**Stored records**:
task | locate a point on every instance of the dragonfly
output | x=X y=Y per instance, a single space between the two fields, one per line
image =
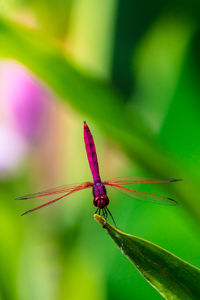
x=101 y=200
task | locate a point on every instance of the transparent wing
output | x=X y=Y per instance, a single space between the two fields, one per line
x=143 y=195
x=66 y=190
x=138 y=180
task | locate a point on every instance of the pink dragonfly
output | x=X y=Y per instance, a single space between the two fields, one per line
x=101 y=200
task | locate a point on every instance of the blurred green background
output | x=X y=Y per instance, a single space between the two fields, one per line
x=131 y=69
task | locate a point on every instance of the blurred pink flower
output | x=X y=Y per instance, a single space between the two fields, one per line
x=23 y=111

---

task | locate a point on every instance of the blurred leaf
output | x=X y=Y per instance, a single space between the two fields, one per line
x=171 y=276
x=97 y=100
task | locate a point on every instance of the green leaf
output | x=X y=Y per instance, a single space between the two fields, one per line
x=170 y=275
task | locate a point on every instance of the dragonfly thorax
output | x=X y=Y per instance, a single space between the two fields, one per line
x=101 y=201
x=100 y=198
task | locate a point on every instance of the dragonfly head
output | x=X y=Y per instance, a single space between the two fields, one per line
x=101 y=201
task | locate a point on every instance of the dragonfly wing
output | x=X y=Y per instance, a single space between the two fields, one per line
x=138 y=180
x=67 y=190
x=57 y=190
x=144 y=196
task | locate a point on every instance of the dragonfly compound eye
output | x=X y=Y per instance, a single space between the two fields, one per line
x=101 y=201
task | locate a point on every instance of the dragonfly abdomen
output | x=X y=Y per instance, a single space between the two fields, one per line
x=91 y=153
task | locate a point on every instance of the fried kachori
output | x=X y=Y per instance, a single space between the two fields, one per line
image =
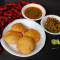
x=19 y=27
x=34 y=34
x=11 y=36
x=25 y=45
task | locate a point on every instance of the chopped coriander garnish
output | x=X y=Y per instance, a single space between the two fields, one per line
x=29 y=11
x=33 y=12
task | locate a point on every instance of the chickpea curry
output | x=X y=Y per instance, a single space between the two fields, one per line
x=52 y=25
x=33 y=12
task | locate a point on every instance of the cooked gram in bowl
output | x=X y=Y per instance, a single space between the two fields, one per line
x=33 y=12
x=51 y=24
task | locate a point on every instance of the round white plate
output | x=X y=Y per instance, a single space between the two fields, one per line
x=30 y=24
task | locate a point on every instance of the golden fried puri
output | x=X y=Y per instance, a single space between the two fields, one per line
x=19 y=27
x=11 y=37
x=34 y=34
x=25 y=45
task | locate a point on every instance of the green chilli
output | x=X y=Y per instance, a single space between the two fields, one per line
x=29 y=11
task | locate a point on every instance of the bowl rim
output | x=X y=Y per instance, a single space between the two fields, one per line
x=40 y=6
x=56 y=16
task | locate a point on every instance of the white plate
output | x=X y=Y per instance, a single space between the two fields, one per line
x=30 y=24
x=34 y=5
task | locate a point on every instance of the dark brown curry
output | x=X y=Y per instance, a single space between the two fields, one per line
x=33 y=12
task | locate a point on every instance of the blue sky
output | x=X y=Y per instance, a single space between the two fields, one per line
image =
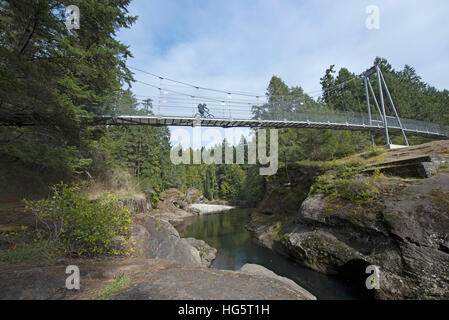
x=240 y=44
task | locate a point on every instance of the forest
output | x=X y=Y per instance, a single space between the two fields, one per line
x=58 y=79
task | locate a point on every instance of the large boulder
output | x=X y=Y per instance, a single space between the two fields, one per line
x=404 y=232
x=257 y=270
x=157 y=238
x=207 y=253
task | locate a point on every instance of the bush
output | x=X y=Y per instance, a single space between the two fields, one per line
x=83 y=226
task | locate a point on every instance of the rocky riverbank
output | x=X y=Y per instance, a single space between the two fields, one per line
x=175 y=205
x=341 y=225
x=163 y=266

==

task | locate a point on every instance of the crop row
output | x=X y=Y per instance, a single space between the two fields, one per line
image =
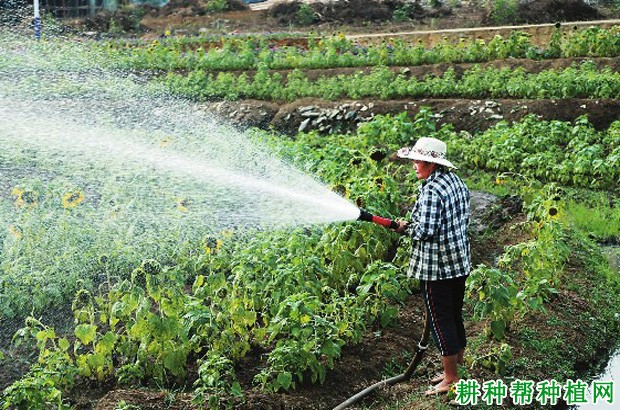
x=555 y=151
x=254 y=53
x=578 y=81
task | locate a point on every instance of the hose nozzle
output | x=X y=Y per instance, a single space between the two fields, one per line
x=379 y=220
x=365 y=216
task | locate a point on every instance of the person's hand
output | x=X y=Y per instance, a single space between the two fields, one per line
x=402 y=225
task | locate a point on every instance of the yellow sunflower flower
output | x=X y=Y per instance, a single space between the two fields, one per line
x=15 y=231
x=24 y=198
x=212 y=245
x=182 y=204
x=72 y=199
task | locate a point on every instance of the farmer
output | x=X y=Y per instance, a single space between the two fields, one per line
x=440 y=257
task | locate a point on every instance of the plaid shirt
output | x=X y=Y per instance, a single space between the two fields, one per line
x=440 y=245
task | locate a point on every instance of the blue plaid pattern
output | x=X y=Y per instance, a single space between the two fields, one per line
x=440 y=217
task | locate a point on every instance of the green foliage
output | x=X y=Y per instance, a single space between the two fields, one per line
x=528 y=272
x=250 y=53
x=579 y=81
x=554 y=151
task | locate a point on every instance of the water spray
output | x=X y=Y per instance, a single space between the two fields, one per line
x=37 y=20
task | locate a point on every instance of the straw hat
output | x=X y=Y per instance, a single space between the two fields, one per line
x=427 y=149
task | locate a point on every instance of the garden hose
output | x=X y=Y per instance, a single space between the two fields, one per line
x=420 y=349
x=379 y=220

**Stated exercise**: Please copy the entries between the line holding "the green chilli" and the line holding "x=163 y=266", inclusive, leaving the pictures out.

**Full answer**:
task | locate a point on every instance of the green chilli
output | x=X y=Y per instance, a single space between the two fields, one per line
x=29 y=11
task | locate a point on every instance of the bowl rim
output | x=X y=Y per instance, a single space between the two fields, one per line
x=40 y=6
x=56 y=16
task | locate a point on every instance of the white plate
output | x=X y=Y per instance, a single space between the two fields, one per line
x=30 y=24
x=34 y=5
task | locate a point on every instance of the dark brown curry
output | x=X y=Y per instance, a single space between the two fields, one per line
x=33 y=12
task | locate a point on every instance of the blue sky
output | x=X y=Y per instance, a single space between the two fields, one per line
image =
x=240 y=44
task | locate a point on every instance of the forest
output | x=X y=Y per instance, a single space between the two fields, one per line
x=58 y=79
task | locate a point on every instance of the large boulder
output | x=X y=Y per instance, a single space between the two fields, one per line
x=404 y=232
x=257 y=270
x=157 y=238
x=207 y=253
task | locate a point on every instance of the bush
output | x=X y=Y per instance, a single space between the two fields, one per line
x=83 y=226
task | locate a point on every instance of the rocky riverbank
output | x=X y=Y per instance, a single space between the two fields, one per line
x=175 y=205
x=341 y=225
x=163 y=266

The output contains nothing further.